RECORDS FOR THE TASK section start

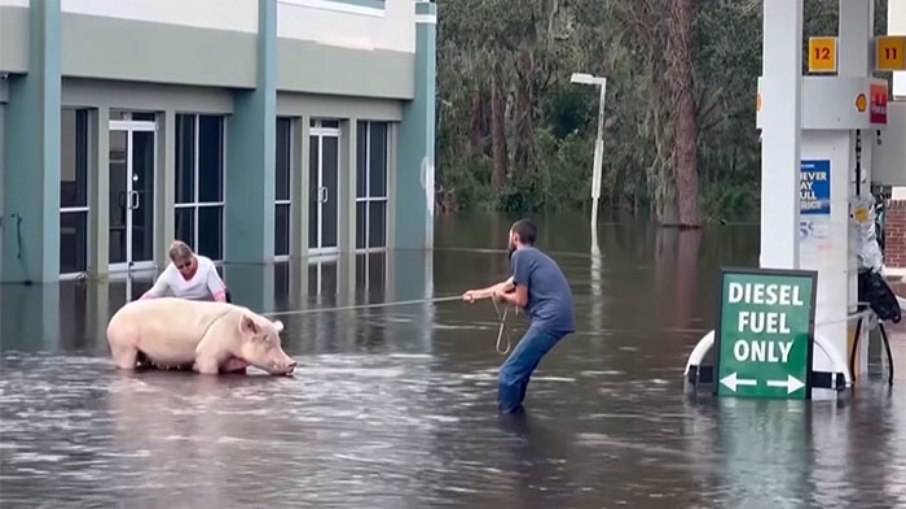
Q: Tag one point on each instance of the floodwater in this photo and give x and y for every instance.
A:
(395, 407)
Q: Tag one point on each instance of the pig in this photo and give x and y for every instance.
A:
(209, 337)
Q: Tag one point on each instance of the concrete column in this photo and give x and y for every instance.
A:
(165, 199)
(414, 191)
(856, 28)
(781, 100)
(304, 186)
(299, 188)
(31, 225)
(347, 182)
(250, 165)
(99, 193)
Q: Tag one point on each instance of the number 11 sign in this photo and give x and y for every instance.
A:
(890, 53)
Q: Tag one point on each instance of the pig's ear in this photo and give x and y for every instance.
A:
(247, 325)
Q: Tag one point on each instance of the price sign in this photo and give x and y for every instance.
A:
(822, 54)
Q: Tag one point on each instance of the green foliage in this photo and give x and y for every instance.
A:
(537, 46)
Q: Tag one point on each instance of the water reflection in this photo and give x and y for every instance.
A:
(396, 406)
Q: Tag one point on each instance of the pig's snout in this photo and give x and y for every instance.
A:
(285, 367)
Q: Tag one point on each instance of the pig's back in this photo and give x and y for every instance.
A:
(166, 329)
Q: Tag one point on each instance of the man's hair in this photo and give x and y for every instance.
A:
(179, 250)
(526, 230)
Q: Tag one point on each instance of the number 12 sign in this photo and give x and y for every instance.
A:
(822, 54)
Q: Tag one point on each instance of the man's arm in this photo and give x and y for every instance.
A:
(160, 286)
(484, 293)
(522, 269)
(215, 284)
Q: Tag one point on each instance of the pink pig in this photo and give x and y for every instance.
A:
(211, 337)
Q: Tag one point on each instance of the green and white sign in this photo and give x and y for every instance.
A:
(765, 333)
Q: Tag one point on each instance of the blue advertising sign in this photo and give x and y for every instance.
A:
(814, 187)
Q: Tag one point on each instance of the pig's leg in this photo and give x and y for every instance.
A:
(207, 365)
(124, 355)
(234, 365)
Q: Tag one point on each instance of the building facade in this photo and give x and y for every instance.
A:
(895, 220)
(261, 131)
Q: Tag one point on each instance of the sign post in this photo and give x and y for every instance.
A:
(765, 333)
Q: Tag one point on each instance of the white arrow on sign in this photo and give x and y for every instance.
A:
(791, 383)
(731, 381)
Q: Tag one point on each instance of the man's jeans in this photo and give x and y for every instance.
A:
(518, 368)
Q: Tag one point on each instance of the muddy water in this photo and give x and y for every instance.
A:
(395, 407)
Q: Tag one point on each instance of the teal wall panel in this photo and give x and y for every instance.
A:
(14, 25)
(251, 165)
(414, 218)
(31, 180)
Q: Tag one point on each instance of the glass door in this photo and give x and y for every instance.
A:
(132, 162)
(324, 188)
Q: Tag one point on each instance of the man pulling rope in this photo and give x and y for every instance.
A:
(539, 286)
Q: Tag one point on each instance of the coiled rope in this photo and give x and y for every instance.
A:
(502, 330)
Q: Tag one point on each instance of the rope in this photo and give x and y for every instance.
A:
(362, 306)
(500, 332)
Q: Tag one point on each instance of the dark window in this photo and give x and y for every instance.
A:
(281, 230)
(73, 242)
(185, 225)
(284, 158)
(361, 175)
(210, 229)
(200, 182)
(210, 159)
(371, 185)
(377, 175)
(74, 159)
(185, 159)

RECORDS FOR THE TASK section end

◆ **ACTIVITY**: In the printed copy, the material above must appear unchanged and without its pictures.

◆ **RESPONSE BELOW**:
Q: Tag one point on each instance of the floodwater in this photo and give x and y for every instance.
A:
(395, 407)
Q: Tag one point on each instance of the pig in this photo and give x and y for every instance.
A:
(209, 337)
Q: Tag one point on each instance of the concrete column in this photo and give x and y for every instance.
A:
(165, 199)
(414, 191)
(856, 28)
(781, 100)
(304, 186)
(299, 188)
(31, 225)
(347, 182)
(250, 165)
(99, 193)
Q: Tag one point on each instance of the number 11 sign in this photo and give x and y for every instance.
A:
(890, 53)
Q: Tag one point on each instance of the pig's ear in this photo and give x and y for every instance.
A:
(247, 325)
Q: Tag one point on each instance of the price sign in this photo and give x and y for every instance.
A:
(822, 54)
Q: Tag one point on each instance of the green foliage in this photo and give x and y for every instance.
A:
(537, 46)
Q: Tag one point on each instance of the water reflection in this photo and give x and y for every instance.
A:
(396, 406)
Q: Tag one point on each instance of the pig's snout in this photo and give x and y for every instance.
A:
(285, 367)
Q: Tag one point on each instance of the pig's back in this photo and give x and y for every instance.
A:
(166, 329)
Q: Tag one point on each instance of the man's hair in this photo and give x and y for every instance.
A:
(179, 250)
(526, 230)
Q: Tag one point on each instance of the number 12 sign in this photo and give x and y for every instance.
A:
(822, 54)
Q: Tag one point on each instance of the man's arm in this photo and give x and y for every instance.
A:
(160, 286)
(484, 293)
(522, 269)
(215, 284)
Q: Tag one point on each instance of the pink pig in this photo and give x and y for every instance.
A:
(211, 337)
Q: Tag one point on each instance of the green and white sign in this photo and give x and y for every instance.
A:
(765, 333)
Q: Tag one point on each instance of the blue advertising sign in this photo and give x and y for every instance.
A:
(814, 187)
Q: Tag one point on each instance of the pig's leg in this photo and give x and y for every instance.
A:
(207, 365)
(124, 355)
(234, 365)
Q: Tag one point on each instance of the building facade in this photo and give x and y for every instance.
A:
(895, 220)
(261, 131)
Q: Tag one point on each instance of the sign post in this photo and give x and y for every instance.
A:
(765, 333)
Q: Tag one point on each instance of the white arrow on sign in this photo and give x and y for every instance.
A:
(791, 383)
(731, 381)
Q: Tag one point on each instance of the man's jeans in this photo and give x and y for every instance.
A:
(518, 368)
Q: Tag one point on each instance of the muddy water in this photo and give x and y for every instance.
A:
(395, 407)
Q: Tag one point on each instance of the teal wall panel in this photo and give x and y for every instance.
A:
(14, 25)
(251, 165)
(414, 218)
(31, 180)
Q: Tag one point on each instance of the glass door in this photo and give x and y for every instance.
A:
(132, 162)
(324, 188)
Q: Tag one point on each instance of the man pulling rope in this photo and give x and y for every instance.
A:
(539, 286)
Q: Tag one point on each instance of the coiled rope in this photo and give x and y for every instance.
A:
(502, 330)
Q: Tag one point on each instance of the rope in this photo and give x and y for every instance.
A:
(362, 306)
(500, 332)
Q: Tag one point on each instance of the dark window in this photo and give x and y for every instance.
A:
(281, 230)
(73, 242)
(185, 225)
(284, 158)
(361, 175)
(210, 229)
(200, 182)
(210, 159)
(371, 185)
(377, 175)
(74, 159)
(185, 159)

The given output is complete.